- [Angezeigter Text]
+++++

Ich habe versucht hier den FireWall auszuschalten es ist ein Windows XP Rechner und trodzdem funktioniert es nicht  :bahnhof: 

Ich setzte schon Tage lang dran, kann jemanden mir bitte helfen

Danke


----------



## Kaladial (30. Nov 2007)

spontan würd ich drauf tippen das dein rechner sich versucht am uni netz anzumelden und das über den gast account... da der gastaccount wahrscheinlich net sie rechte hat wirst du da dann abgewiesen und deshalb schmeisst er die fehlermeldung


----------



## Gast (30. Nov 2007)

Danke für die Antwort erstmal, 
Ich habe auf mein PC in der Universität Admin Rechte, kann ich damit etwas ändern ?


----------



## Kaladial (30. Nov 2007)

puh ... ka wie euer netz aufgebaut is ... sorry und soviel plan von netzwerken hab ich auch net


----------



## Gast (30. Nov 2007)

Danke auf jeden Fall. villeicht können andere hier im Forum mir ein paar Iden geben


----------



## maki (30. Nov 2007)

Normlerweise sind andere Ports und Hostnamen zu verwenden


----------



## Gast (30. Nov 2007)

und wie kann ich den raus finden ? : )


----------



## maki (30. Nov 2007)

> und wie kann ich den raus finden ? : )


1. Beten und Meditieren
oder 
2. Den Admin fragen


----------



## Gast (1. Dez 2007)

Ich habe mit den Admin gesprochen, es gab ein FireWall auf den Gesammten Netzwerk, jetzt funktioniert es : ) Danke noch mal


----------

+++++

- [Gegebene Einträge]
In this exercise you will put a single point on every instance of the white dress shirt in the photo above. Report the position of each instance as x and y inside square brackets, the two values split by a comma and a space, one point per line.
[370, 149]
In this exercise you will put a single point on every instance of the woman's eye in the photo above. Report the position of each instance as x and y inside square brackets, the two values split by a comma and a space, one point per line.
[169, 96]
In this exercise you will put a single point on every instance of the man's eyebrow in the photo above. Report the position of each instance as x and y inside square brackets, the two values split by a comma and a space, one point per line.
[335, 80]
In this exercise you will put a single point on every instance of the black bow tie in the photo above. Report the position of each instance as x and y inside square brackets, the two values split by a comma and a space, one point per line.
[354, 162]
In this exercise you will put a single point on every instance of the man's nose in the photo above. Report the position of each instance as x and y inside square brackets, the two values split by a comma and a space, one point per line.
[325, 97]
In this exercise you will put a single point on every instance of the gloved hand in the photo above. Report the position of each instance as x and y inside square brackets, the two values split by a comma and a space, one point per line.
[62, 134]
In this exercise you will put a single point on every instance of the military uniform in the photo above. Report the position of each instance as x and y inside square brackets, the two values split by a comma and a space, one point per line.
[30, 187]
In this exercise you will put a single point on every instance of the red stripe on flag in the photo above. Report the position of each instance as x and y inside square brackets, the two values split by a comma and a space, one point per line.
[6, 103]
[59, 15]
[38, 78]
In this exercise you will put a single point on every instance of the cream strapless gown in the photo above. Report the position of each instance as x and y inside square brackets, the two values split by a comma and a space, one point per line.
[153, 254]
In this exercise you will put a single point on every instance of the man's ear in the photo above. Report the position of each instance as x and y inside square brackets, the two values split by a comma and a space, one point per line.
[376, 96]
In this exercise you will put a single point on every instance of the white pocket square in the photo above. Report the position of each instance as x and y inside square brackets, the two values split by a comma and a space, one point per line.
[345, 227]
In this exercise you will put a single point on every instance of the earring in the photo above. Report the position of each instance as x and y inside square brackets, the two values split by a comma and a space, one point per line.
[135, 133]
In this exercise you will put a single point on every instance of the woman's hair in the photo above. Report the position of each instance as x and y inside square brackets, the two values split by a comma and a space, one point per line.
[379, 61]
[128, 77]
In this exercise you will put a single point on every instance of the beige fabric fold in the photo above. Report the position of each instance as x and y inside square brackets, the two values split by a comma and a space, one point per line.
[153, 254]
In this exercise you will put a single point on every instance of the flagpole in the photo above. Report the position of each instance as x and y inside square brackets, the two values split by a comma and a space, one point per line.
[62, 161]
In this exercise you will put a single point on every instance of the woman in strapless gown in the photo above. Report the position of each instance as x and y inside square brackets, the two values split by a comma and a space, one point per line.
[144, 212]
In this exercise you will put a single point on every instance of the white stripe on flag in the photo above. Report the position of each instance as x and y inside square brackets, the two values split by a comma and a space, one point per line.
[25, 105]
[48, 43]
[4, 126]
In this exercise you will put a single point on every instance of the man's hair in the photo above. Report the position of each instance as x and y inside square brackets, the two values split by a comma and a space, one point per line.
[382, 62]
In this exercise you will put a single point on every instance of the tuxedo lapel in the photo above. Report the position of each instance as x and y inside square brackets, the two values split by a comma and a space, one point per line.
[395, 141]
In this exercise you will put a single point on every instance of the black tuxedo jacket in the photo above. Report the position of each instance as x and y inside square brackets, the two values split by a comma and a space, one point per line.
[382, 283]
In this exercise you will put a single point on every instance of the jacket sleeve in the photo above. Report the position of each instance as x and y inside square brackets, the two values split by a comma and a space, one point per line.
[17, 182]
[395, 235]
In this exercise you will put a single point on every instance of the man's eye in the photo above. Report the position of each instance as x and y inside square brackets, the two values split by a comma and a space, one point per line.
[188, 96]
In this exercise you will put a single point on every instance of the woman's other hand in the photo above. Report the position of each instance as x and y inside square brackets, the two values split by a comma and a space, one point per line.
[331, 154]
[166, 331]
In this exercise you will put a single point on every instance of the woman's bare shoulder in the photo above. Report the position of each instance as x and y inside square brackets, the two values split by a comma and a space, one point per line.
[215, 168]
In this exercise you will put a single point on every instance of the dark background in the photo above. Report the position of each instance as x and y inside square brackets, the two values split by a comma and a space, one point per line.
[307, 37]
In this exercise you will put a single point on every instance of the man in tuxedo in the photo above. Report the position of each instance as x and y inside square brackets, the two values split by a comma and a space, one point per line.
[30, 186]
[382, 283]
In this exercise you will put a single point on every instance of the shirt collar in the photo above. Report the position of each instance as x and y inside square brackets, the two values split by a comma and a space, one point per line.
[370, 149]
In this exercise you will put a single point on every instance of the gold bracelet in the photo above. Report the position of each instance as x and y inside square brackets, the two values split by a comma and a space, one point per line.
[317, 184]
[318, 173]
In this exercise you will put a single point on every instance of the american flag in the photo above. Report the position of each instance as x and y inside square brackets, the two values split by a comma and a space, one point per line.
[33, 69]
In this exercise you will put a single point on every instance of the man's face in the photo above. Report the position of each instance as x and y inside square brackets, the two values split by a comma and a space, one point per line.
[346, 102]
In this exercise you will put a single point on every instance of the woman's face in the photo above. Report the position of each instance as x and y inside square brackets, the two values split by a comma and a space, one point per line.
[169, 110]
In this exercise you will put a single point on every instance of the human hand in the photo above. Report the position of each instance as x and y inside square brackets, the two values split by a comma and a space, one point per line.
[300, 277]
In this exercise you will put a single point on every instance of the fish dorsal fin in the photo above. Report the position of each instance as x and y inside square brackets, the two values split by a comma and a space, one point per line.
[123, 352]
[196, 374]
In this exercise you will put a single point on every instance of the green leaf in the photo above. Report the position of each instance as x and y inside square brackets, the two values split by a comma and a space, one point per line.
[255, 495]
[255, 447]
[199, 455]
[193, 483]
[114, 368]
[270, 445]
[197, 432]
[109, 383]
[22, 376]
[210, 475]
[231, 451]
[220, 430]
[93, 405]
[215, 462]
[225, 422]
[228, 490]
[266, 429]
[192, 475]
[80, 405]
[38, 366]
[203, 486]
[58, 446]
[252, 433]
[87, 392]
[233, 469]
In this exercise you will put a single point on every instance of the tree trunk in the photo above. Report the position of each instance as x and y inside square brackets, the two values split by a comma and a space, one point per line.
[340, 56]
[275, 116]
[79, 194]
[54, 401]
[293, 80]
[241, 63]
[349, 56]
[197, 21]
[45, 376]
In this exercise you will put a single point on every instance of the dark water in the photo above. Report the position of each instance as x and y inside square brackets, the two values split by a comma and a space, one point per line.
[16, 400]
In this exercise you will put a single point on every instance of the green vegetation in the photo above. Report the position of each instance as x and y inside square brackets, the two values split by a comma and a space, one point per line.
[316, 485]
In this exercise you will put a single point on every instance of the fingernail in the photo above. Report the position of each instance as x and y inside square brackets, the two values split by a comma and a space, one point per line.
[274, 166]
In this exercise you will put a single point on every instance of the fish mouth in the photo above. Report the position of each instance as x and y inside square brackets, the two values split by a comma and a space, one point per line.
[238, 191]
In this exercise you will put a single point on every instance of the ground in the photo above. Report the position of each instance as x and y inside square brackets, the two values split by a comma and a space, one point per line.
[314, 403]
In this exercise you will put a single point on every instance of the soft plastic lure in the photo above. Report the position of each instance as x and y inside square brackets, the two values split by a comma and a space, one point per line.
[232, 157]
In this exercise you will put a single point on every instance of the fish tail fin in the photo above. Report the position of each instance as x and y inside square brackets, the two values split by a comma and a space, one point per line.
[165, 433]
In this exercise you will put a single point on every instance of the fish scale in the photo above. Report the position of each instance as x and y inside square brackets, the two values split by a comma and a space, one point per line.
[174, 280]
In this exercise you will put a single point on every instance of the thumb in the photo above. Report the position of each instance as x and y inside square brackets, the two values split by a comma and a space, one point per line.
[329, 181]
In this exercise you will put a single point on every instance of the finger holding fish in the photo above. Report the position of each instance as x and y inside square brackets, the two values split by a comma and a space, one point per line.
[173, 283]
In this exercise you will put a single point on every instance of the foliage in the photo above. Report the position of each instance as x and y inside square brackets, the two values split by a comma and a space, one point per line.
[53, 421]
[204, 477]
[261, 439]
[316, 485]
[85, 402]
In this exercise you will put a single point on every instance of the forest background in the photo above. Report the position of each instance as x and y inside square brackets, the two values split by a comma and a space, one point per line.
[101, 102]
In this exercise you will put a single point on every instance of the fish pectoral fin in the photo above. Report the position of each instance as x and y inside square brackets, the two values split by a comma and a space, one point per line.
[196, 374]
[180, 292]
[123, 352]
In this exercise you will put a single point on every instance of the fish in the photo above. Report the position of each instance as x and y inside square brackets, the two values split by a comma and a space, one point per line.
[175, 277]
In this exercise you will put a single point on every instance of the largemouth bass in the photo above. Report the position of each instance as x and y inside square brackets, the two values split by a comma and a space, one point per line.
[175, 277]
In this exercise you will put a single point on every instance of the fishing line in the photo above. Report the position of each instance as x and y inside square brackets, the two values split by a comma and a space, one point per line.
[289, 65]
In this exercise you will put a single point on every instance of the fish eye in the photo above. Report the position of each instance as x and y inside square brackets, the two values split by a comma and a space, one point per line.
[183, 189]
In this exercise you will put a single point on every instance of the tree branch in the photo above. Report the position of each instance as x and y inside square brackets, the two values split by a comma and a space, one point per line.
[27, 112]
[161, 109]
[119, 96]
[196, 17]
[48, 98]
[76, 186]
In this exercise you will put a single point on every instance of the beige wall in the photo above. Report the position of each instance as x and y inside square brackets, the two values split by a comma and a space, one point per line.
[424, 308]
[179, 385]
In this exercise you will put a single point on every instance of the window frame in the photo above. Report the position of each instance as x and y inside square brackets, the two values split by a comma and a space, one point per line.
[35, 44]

+++++

- [Anforderung]
Stimmen diese Aussagen mit dem Forenauszug überein? Antworte jeweils mit Ja oder Nein und zitiere die entscheidenden Worte des Forenauszugs wörtlich.
(a) Der Rechner, um den es geht, läuft unter Windows XP.
(b) Kaladial sagt von sich, viel Ahnung von Netzwerken zu haben.
(c) Nach dem Gespräch mit dem Admin funktioniert es.
Die Einträge werden hier nicht gebraucht.

- [Richtige Antwort]
(a) Ja: „es ist ein Windows XP Rechner“
(b) Nein: „soviel plan von netzwerken hab ich auch net“
(c) Ja: „jetzt funktioniert es“